Document text:
------------
Hopes are high for CRISPR, an emerging genetic technology that has been called “ground-breaking”, “jaw-dropping” and a potential boon for sustainable agriculture.
CRISPRs – clustered regularly interspaced short palindromic repeats – are DNA sequences that can be used like scalpels to edit genomes, the genetic material of living things. Using the technique, precise cuts can be made to genomes. Parts of the sequence can be excised and other bits can be inserted.
Development of CRISPR started in 2011 and the technique has since come on in leaps and bounds. Among other things, it has been highlighted as a way of modifying the genetic sequence of crops to make them more resistant to drought and diseases, more able to survive in difficult conditions or to have certain characteristics.
Better beef
Other applications undergoing testing include “beefier” cattle, wheat that resists fungal disease and virus-immune pigs.
But the main benefit of CRISPR might be that CRISPR-edited crops may be viewed less controversially than genetically modified organisms. Rather, CRISPR could be seen as a high-tech extension of traditional plant breeding and animal husbandry.
A key point is that whereas GM involves the introduction of genes from other species into plants and animals, CRISPR is a way of editing what is already there for maximum benefit.
Neal Stewart, a professor of plant sciences at the University of Tennessee says CRISPR can be viewed as “more of a breeding tool than traditional genetic engineering, especially when no foreign DNA remains in the host plant genome”.
“Hopefully we learned a few things from the genetic engineering PR debacle,” and CRISPR could prove a “terrific tool for sustainable agriculture,” Stewart says.
------------
Dataset records:
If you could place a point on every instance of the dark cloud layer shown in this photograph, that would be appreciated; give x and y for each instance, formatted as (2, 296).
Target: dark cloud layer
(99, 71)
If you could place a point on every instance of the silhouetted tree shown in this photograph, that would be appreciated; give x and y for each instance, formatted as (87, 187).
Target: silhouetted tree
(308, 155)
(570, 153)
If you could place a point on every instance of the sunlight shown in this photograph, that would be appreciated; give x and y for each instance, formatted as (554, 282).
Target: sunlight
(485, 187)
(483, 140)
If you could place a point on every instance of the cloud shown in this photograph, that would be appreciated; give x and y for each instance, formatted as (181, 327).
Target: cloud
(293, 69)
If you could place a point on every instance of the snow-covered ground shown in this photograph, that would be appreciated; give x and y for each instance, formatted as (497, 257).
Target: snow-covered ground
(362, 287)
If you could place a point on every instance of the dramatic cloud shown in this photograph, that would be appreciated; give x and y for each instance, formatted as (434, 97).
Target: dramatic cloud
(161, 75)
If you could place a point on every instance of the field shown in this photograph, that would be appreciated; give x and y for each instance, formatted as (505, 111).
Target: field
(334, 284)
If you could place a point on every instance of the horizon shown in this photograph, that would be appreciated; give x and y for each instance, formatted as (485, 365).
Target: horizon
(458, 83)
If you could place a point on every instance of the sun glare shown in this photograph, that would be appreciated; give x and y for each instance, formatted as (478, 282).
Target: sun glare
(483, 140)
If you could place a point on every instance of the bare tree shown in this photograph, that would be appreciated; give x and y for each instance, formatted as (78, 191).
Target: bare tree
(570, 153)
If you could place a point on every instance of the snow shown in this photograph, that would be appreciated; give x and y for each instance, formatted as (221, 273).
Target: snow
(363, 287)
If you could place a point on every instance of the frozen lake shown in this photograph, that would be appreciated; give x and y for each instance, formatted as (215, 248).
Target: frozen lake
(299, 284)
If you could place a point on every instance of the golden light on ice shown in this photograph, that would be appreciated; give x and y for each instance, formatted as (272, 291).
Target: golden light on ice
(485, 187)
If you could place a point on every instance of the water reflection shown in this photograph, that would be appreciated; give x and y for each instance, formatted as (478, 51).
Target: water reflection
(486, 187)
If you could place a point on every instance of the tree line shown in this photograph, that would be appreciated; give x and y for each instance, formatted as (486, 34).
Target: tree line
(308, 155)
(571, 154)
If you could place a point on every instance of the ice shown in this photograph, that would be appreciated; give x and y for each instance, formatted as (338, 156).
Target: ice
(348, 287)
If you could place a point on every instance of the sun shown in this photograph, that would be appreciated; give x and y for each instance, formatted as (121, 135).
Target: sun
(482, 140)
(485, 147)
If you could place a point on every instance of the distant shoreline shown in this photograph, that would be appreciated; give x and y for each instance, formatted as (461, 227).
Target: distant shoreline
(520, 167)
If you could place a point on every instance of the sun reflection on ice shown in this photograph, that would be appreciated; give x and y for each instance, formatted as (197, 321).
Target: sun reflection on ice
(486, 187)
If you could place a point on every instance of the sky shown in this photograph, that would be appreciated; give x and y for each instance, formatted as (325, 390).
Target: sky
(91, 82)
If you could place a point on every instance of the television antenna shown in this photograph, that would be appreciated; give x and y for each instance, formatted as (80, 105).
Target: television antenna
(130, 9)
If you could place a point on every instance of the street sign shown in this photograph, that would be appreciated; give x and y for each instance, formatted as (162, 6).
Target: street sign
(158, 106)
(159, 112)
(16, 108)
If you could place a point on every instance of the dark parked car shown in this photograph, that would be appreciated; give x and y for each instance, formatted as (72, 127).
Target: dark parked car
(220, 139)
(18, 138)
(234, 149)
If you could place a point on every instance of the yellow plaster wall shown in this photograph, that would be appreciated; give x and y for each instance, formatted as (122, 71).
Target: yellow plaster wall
------------
Problem statement: Copy the CRISPR article above from "A key point" to "for maximum benefit.", replacing "plants and animals" with "crops and livestock".

Result of this exercise:
A key point is that whereas GM involves the introduction of genes from other species into crops and livestock, CRISPR is a way of editing what is already there for maximum benefit.